● DOCUMENT:
++++++
FL Secured Transactions Flashcards Preview

FL Secured Transactions > FL Secured Transactions > Flashcards

Flashcards in FL Secured Transactions Deck (48)
Loading flashcards...

In order for a UCC Article 9 security interest to be created, there must be __________.

a consensual security agreement


List the methods of perfecting a security interest in collateral

Filing, control, possession, and automatic perfection


List the types of collateral that can be perfected by possession

goods, negotiable documents, tangible chattel paper, instruments, money.


As a general rule, the buyer of collateral subject to a perfected security interest takes the collateral __________.

subject to the security interest, unless the secured party authorizes the sale free and clear of the security interest.


Rights of unsecured creditors

1. An unsecured creditor does not have a claim to particular property owned by the debtor.
2. An unsecured creditor can obtain rights in the property of the debtor by obtaining a security interest or a lien in the property.
3. An unsecured creditor with a judicial lien can levy or execute on the particular property of the debtor, making the unsecured creditor a lien creditor.


After collateral is sold or otherwise disposed of, the secured party has an automatically perfected security interest in the proceeds for __________ days.



Determining whether a lease is a secured transaction

1. Leases are only covered under Article 9 when the transaction, although in the form of a lease, is in economic reality or substance, a secured transaction.
2. A transaction in the form of a lease is more likely to be treated as creating a security interest if the lessor does not get something of value back at the end of the lease.
3. The determination of whether a lease is actually a secured transaction is made on a case-by-case basis.


Priority rules for PMSI (Purchase Money Secured Interests)

1. A PMSI in goods other than inventory will prevail over all other security interests in the collateral if the secured party perfects within 20 days of the debtor receiving possession of the collateral.
2. If there are two or more competing PMSIs, the first to file or perfect rule generally governs priority.
3. A PMSI in consumer goods takes priority over all other security interests, no matter when they are perfected.


What are the requirements in order for a buyer of collateral to take the collateral free of an unperfected security interest for which the secured party has not authorized the sale free and clear of the security interest?

1. The buyer must give value for the collateral.
2. The buyer must purchase the collateral without knowledge of the existing security interest.
3. The buyer must receive delivery of the collateral.


What sources do we turn to in order to determine whether a default has occurred?

The parties’ security agreement and contract law


What is a security interest?

A security interest is an interest in personal property or fixtures that secures payment or performance of an obligation.


Who are the parties to a secured transaction?

1. Secured Party: The person who has the SI created under the security agreement.
2. Obligor: The person who is obligated to pay or perform under the security agreement.
3. Debtor: The person who has interest, other than the SI or other lien, in the collateral at issue (typically the owner of the collateral).
Note that in most cases, the obligor and the debtor are the same person.


What are the four main types of property are considered collateral subject to the security interest?

1. Farm Products
2. Inventory
3. Consumer Goods
4. Equipment


List the other types of collateral other than the 4 main ones (typically intangible goods)
++++++
● DATASET EXCERPTS:
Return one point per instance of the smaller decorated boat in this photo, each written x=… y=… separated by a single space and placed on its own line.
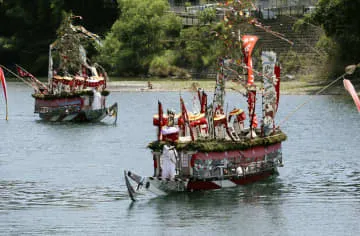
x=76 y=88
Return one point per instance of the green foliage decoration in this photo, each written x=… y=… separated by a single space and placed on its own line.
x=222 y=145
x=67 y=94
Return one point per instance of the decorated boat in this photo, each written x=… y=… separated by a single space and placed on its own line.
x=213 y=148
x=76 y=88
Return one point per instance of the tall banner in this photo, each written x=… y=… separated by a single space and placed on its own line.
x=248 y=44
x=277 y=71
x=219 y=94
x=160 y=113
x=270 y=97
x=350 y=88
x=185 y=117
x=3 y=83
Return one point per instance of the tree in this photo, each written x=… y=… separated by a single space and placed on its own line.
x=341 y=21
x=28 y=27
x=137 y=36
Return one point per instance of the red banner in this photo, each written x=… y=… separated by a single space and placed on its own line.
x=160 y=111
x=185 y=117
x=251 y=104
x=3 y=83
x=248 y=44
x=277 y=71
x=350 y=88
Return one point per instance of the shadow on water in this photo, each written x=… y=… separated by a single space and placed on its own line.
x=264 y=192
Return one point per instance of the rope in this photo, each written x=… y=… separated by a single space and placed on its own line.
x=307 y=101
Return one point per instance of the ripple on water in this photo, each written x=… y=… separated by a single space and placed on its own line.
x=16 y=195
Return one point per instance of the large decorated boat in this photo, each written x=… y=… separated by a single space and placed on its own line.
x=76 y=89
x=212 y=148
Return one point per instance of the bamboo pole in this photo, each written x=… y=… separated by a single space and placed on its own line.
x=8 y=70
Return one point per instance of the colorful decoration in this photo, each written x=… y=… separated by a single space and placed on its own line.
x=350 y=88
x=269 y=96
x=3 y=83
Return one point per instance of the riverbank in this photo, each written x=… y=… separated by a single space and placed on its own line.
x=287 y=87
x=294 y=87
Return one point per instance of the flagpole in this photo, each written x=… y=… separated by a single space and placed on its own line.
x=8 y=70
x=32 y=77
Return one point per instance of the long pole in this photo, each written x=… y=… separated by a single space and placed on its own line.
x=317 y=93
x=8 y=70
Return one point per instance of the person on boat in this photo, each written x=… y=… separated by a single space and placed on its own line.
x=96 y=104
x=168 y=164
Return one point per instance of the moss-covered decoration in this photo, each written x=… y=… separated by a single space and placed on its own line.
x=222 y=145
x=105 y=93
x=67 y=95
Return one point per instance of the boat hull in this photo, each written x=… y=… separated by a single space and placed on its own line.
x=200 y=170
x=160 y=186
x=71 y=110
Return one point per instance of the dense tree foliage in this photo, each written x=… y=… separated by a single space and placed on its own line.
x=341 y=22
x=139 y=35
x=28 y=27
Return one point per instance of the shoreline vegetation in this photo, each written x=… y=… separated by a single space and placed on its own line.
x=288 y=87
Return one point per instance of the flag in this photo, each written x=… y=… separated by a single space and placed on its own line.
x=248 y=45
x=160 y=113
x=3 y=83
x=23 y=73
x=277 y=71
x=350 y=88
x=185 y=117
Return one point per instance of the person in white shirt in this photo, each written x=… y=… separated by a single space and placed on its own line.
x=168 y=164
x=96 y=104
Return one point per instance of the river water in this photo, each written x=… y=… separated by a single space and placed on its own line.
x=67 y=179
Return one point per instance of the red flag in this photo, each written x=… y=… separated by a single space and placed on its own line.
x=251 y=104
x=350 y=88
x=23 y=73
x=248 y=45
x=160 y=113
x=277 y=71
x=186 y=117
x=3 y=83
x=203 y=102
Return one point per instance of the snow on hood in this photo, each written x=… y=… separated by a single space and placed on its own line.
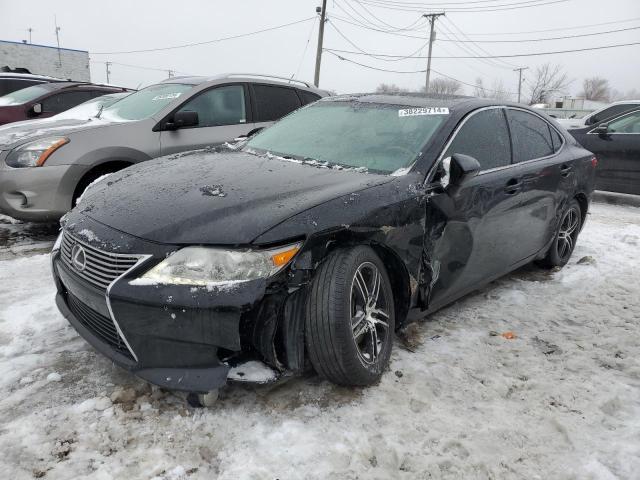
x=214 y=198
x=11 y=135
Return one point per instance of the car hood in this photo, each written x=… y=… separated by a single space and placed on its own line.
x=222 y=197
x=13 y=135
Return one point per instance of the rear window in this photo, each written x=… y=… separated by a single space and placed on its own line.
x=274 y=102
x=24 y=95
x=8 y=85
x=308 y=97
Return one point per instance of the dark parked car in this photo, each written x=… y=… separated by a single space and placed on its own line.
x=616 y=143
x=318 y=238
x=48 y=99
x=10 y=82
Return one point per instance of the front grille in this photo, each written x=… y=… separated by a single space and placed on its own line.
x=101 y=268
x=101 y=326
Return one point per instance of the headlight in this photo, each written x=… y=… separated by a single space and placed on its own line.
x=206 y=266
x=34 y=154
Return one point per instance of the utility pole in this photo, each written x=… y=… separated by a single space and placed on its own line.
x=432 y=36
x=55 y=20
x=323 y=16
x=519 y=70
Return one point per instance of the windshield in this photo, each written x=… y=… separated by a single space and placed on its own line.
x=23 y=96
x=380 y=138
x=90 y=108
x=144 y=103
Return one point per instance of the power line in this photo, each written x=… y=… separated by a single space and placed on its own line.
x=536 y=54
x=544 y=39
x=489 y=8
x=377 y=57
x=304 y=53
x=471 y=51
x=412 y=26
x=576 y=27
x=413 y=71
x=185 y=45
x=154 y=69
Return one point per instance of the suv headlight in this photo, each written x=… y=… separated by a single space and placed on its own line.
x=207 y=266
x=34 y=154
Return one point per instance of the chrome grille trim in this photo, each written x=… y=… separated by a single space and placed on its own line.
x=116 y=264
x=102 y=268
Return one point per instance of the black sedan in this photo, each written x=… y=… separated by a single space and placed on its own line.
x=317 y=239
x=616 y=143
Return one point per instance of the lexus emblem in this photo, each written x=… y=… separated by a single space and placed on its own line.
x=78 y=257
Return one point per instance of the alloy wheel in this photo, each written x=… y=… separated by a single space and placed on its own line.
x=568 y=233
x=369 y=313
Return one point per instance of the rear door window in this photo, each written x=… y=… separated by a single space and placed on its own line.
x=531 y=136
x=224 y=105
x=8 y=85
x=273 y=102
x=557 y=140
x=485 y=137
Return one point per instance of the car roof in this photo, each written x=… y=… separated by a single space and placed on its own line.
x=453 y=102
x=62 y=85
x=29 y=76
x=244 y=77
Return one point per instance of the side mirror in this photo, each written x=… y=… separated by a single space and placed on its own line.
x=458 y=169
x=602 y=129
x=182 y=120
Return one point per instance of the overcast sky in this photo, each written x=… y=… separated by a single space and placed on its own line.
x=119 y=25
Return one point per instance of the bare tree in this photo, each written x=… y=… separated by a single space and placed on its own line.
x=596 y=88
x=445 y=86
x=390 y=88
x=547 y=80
++++++
● DIRECTIONS:
1. According to the secured transactions flashcards, within how many days must the secured party perfect for a PMSI in goods other than inventory to prevail over all other security interests in the collateral?
2. Retype the stretch of the secured transactions flashcards from "Rights of unsecured" through "a lien creditor.".

● WRITTEN ANSWERS:
1. Within 20 days of the debtor receiving possession of the collateral.

2.
Rights of unsecured creditors

1. An unsecured creditor does not have a claim to particular property owned by the debtor.
2. An unsecured creditor can obtain rights in the property of the debtor by obtaining a security interest or a lien in the property.
3. An unsecured creditor with a judicial lien can levy or execute on the particular property of the debtor, making the unsecured creditor a lien creditor.